[Excerpts from a dataset]
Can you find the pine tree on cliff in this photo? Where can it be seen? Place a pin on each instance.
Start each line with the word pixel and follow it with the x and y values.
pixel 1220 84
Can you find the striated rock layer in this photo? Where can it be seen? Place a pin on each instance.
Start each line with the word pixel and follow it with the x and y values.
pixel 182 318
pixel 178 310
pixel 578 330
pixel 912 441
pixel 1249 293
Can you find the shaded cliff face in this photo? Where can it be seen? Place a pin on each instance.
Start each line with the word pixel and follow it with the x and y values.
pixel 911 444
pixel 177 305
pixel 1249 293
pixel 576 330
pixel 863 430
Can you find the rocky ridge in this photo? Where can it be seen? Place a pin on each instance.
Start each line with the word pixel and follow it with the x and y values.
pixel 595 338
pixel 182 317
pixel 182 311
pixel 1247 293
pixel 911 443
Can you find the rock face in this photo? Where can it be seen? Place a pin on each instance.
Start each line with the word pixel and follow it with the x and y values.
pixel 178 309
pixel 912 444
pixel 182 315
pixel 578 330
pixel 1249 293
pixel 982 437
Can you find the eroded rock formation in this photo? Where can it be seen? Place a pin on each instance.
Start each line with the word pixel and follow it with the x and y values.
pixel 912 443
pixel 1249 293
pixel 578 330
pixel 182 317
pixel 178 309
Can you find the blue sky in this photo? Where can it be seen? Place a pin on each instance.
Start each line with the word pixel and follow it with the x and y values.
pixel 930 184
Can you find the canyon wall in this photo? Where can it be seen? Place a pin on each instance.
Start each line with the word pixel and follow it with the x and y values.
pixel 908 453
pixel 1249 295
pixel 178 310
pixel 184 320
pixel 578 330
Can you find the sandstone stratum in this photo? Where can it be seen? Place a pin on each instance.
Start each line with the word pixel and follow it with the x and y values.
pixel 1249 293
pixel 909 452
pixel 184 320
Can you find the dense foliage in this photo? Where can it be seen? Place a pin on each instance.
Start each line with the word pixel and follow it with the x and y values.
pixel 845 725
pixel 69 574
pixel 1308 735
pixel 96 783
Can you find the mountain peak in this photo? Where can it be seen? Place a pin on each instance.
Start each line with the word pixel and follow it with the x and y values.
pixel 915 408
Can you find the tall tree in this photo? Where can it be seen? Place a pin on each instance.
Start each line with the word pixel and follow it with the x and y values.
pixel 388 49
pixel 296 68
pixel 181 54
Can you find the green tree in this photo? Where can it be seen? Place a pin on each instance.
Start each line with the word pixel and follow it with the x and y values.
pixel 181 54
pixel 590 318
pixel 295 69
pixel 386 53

▶ [TASK STATEMENT]
Scan the entries above and copy each line where "cliff" occurs.

▶ [RESPONSE TO THE EXERCISE]
Can you find the pine tree on cliff in this photo? Where can it be seen? Place a pin on each instance.
Can you find the shaded cliff face in this photo? Where can it be seen? Place a pin on each instance.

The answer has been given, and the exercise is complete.